■ **ACTIVITÉS**
a) Relevez toutes les personnes nommées dans l'extrait source.
b) Dans l'extrait source, résumez plus brièvement le paragraphe qui commence par « Sanchez connaît ensuite un difficile début de saison », sans perdre ses faits principaux.
c) D'après l'extrait source, quel rôle Rex Ryan confie-t-il à Sanchez au début de la saison 2011 ?

■ **EXTRAIT SOURCE**
Rex Ryan lui offre d’ailleurs un vote de confiance au début de la saison 2011, nommant Sanchez à titre de capitaine de l’offensive. C’était peut-être, avec le recul, le début de la fin pour Sanchez et les Jets.

Sanchez connaît ensuite un difficile début de saison, complétant moins de la moitié de ses passes lors des quatre premiers matchs. Les Jets se creusent un fossé avec une fiche de 2-3 et les roues commencent à tomber sous Sanchez. Les receveurs de l’équipe, notamment Plaxico Burress et Santonio Holmes, questionnent les stratégies employées en offensive et le blâme est souvent jeté sur les difficultés de Sanchez. La saison de misère se poursuit sous le signe de la tension, particulièrement du côté de Holmes, et les Jets sont sortis des éliminatoires pour la première fois depuis l’arrivée de Sanchez à New York.

Une réalité récurrente depuis.

En 2012, plusieurs rumeurs émanent de New York dans l’onde de choc entourant Peyton Manning et son départ d’Indianapolis. Rapidement écartés du « derby Manning », les Jets offrent une prolongation de contrat de trois ans à Sanchez, bonifiant sa bourse d’une vingtaine de millions de dollars garantis. Dans la foulée, les Jets rapatrient Tim Tebow.

Sans avoir la prétention de se mettre dans la chaise du directeur gérant de l’organisation, on peut quand même questionner beaucoup d’aspects de la relation entre Mark Sanchez et les Jets. Beaucoup trop d’aspects même. Cette prolongation de contrat, doublée du cirque de Tebow, est l’un d’entre eux.

Dans l’ombre de ces deux manœuvres discutables, la saison 2012 est à oublier à New York et s’en suit la venue de Geno Smith dans la Grosse Pomme et le départ de Tim Tebow vers on ne sait plus où.

■ **DONNÉES FOURNIES**

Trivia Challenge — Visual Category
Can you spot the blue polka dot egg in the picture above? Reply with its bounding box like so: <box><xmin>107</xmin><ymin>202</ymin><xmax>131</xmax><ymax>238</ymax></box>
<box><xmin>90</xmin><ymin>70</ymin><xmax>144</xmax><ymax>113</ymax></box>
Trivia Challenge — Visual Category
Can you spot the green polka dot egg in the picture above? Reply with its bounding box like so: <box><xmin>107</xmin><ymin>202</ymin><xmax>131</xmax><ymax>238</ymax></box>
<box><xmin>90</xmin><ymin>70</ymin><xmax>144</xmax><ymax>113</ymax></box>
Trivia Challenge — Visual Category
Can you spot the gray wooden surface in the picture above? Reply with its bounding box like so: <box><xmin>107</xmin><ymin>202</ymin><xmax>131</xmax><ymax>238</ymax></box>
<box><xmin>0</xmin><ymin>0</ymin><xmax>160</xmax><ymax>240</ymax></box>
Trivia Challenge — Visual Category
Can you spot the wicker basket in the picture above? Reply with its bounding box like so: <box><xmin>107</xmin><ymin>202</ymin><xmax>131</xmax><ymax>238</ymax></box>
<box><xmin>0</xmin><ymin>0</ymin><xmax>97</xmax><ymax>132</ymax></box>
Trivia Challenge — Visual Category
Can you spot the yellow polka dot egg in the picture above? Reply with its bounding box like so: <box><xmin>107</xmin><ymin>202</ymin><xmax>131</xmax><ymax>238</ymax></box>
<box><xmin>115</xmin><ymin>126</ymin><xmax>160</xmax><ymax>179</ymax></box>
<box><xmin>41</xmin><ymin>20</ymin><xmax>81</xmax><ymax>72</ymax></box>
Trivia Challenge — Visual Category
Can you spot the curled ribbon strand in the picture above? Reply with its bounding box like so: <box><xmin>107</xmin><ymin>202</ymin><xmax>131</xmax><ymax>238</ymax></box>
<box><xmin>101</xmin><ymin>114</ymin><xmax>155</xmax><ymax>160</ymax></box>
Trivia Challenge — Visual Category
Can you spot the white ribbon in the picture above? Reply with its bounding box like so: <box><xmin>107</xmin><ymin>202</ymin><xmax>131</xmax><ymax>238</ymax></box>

■ **RÉPONSES**
a) Rex Ryan, Mark Sanchez, Plaxico Burress, Santonio Holmes, Peyton Manning, Tim Tebow, Geno Smith

b) Sanchez commence mal la saison : il complète moins de la moitié de ses passes lors des quatre premiers matchs, et les Jets tombent à une fiche de 2-3. Les receveurs Plaxico Burress et Santonio Holmes remettent en question les stratégies offensives, et le blâme retombe souvent sur Sanchez. Dans un climat tendu, surtout avec Holmes, les Jets manquent les éliminatoires pour la première fois depuis l'arrivée de Sanchez à New York.

c) Il le nomme capitaine de l'offensive.